[MATERIAL FOR THIS TASK]
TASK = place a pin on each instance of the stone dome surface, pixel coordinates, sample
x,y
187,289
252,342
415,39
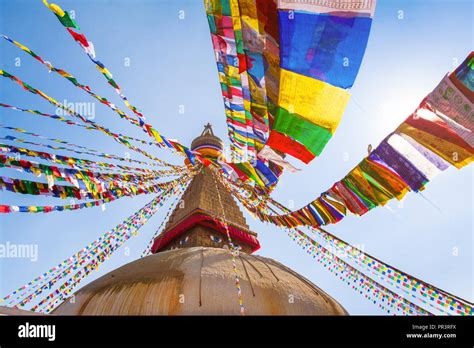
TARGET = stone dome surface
x,y
200,281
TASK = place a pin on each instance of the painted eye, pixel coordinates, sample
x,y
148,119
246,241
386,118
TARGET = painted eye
x,y
215,239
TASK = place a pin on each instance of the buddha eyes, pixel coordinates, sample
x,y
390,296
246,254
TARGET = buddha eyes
x,y
215,239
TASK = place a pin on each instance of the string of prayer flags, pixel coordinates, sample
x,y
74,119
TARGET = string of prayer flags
x,y
424,145
69,122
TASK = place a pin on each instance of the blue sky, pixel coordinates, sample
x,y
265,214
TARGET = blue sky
x,y
411,46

[PROBLEM DETAILS] The entries are to be transcribed in full. Their pictures are not.

[ANSWER FOR THE TASK]
TASK = place a pin on each instance of the stone dome surface, pixel coordinates, sample
x,y
187,289
252,342
415,39
TARGET = stone dome surface
x,y
200,281
TASK = place a pin on each instance of the painted eye, pixel coordinates, sample
x,y
148,119
246,241
386,118
TARGET = painted eye
x,y
215,239
TASK = place a pin on each instance of the buddha eyes, pixel coordinates, sample
x,y
390,296
246,254
TARGET = buddha eyes
x,y
215,239
TASK = place a pin on each instance of the string of prayer flags, pixel coordinates, sample
x,y
74,119
TARGET = string of prayer flags
x,y
424,145
69,122
TASK = place a pin on each instance of the blue sky, pixel coordinates, sample
x,y
265,214
TARGET = blue sky
x,y
411,46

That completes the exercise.